Can you update the entries below so that "outlines" becomes "contours" throughout, with nothing else changed?

-- start of Listing --

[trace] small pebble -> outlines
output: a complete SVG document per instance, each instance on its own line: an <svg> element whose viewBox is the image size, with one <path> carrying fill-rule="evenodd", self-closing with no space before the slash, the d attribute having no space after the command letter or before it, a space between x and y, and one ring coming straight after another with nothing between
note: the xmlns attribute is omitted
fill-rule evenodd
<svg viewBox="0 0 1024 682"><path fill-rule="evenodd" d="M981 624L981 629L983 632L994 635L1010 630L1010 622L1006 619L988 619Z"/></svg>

-- end of Listing --

== Solution below ==
[trace] small pebble -> contours
output: a complete SVG document per instance, each instance on its own line: an <svg> element whose viewBox is the image size, with one <path> carrying fill-rule="evenodd", self-closing with no space before the slash, the d attribute having no space after the command letter or before it, a space between x and y, and one ring coming straight after another with nothing between
note: the xmlns attribute is omitted
fill-rule evenodd
<svg viewBox="0 0 1024 682"><path fill-rule="evenodd" d="M981 624L981 629L983 632L994 635L1010 630L1010 622L1006 619L988 619Z"/></svg>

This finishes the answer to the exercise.